**Document passage:**
☆ ☆ ☆

Al Green Studio artist creates sculpture for the 2017 Brain Project
The Telus Brain Project (www.brainproject.ca) is a large-scale outdoor exhibit that brought brain health, art and imagination to the streets of Toronto to start a public conversation about brain health and to bring awareness to diseases like Alzheimer’s. 100 artists from around the world transformed blank brain sculptures into beautiful, energetic and though-provoking pieces of art. Funds raised through the project are donated to Baycrest Health Sciences, a global leader in brain health and aging.
Sculptor Mary Ann Grainger wanted to create a lace brain that would seem to magically float in the air. “Life and lace are both exquisitely fragile” says Grainger. “Life is the space between one breath and the next. Lace is the space between one knot and the next. When tied together into permanent knots, string becomes lace. When tied together through electrical charges, experiences become memories.” Grainger created this sculpture in honour of philanthropist and artist Al Green who recently passed away from Alzheimer’s.
But how to create such a brain? Mary Ann knew of Powertex and planned to use it to stiffen sewn-together doilies over the supplied brain sculpture form and mount it on a plexiglass pole. Simple, right? Unfortunately, there is no product that can stiffen fabric and withstand the 170-180 degree temperatures that the sculpture would be subjected to outdoors inside the display case. Faced with a great idea that would literally melt under the sun, she had to find a solution. She needed to build an “invisible armature” – an oxymoron if ever there was one!

☆ ☆ ☆

**Extracted material:**
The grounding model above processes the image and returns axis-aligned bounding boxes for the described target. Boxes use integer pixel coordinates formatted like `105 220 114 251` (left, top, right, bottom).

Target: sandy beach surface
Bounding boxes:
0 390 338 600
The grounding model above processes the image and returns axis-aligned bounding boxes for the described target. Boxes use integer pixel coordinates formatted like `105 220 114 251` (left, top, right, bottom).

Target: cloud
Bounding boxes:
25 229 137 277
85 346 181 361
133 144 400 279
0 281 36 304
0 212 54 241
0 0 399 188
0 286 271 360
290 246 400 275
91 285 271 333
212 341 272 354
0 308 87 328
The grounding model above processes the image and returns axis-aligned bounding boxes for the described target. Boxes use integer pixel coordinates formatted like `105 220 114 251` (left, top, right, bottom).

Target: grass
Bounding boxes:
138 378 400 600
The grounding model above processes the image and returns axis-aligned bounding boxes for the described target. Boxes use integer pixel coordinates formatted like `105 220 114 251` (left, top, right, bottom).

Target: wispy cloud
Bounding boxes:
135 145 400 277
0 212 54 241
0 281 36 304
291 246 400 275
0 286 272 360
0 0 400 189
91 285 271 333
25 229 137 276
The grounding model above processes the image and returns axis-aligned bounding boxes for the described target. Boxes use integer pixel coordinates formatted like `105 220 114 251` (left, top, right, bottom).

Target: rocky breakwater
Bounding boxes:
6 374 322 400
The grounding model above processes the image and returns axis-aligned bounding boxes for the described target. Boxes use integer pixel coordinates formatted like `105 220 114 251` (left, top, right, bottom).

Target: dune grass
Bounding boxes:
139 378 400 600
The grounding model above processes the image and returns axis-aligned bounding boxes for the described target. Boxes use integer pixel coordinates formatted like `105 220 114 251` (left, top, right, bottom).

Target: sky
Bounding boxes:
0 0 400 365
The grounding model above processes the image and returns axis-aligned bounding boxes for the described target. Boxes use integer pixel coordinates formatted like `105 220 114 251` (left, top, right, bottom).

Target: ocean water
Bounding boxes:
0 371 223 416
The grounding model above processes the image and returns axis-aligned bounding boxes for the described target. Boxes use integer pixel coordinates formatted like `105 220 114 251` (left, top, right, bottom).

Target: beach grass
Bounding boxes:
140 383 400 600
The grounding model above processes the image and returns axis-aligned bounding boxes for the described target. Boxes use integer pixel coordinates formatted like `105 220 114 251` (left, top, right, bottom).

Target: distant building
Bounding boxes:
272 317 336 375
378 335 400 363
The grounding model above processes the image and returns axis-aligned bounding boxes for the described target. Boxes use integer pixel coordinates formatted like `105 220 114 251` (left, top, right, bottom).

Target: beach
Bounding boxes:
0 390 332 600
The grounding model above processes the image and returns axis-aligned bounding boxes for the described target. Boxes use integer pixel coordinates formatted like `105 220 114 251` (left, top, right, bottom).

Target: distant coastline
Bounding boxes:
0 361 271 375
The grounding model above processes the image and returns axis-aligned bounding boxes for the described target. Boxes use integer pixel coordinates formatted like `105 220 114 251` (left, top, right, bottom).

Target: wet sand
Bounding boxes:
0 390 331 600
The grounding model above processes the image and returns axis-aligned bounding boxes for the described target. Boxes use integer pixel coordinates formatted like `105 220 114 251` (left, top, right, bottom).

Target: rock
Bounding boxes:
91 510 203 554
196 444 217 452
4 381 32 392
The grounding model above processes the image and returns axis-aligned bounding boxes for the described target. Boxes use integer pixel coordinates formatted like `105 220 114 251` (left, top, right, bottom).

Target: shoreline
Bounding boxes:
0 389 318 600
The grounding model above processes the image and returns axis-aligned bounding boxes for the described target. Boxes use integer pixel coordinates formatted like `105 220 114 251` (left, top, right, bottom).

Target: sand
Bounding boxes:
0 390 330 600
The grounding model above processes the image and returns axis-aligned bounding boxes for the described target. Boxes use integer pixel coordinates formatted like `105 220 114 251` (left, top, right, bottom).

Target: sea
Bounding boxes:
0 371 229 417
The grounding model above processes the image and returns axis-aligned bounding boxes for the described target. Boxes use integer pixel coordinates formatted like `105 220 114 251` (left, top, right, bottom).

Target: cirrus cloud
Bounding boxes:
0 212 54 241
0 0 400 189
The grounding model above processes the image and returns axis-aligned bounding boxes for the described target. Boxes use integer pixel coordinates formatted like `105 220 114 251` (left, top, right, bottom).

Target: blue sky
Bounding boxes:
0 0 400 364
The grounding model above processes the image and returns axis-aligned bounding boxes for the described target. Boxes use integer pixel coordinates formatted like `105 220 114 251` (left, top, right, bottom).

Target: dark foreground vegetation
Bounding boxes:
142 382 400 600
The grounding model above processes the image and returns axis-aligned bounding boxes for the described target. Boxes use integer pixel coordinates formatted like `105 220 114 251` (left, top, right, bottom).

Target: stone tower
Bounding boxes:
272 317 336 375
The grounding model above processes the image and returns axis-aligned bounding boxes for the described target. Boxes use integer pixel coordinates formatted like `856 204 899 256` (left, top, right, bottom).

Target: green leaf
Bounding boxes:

☆ ☆ ☆

**Exercises:**
A: Reproduce the Brain Project article word for word, from "Sculptor Mary Ann" through "away from Alzheimer’s.", inclusive.
B: From the Brain Project article, list the materials and parts Mary Ann Grainger first planned to use for her lace brain.
C: Write the next part of the article about the lace brain sculpture, beginning right after its final sentence.

**Answers provided:**
A:
Sculptor Mary Ann Grainger wanted to create a lace brain that would seem to magically float in the air. “Life and lace are both exquisitely fragile” says Grainger. “Life is the space between one breath and the next. Lace is the space between one knot and the next. When tied together into permanent knots, string becomes lace. When tied together through electrical charges, experiences become memories.” Grainger created this sculpture in honour of philanthropist and artist Al Green who recently passed away from Alzheimer’s.

B:
- Powertex
- sewn-together doilies
- the supplied brain sculpture form
- a plexiglass pole

C:
After much experimentation, Mary Ann decided to create a plexiglass brain as an armature, even though she’d never worked with the material before. Learning by doing, she thermocast and trimmed plexiglass pieces with a multi-piece plaster cast of the brain sculpture form. Affixing the plexiglass pieces to each other was a challenge. Grainger ended up choosing 3M VHB tape which was used to adhere stainless steel to the outside of Frank Gehry’s Disney Concert Hall in Los Angeles. It worked. The armature itself was a unique sculpture, but its job was to never be seen.
Now it was time to make the lace brain.
Mary Ann sourced vintage doilies from local Toronto stores, hand-made doilies through etsy and ebay, and even antique doilies from a fabric shop on a trip to London, UK. She laid them out to create a pleasing visual pattern, then sewed them together into 3 larger sections. Each of these sections was then placed onto the brain sculpture form and impregnated with Powertex. The Powertex worked its magic and the final 3 large stiffened pieces were assembled over the plexiglass brain and, voila! A floating lace brain!
Mary Ann’s brain was purchased by Visionary Sponsors David & Stacey Cynamon raising $25,000 for Baycrest brain research.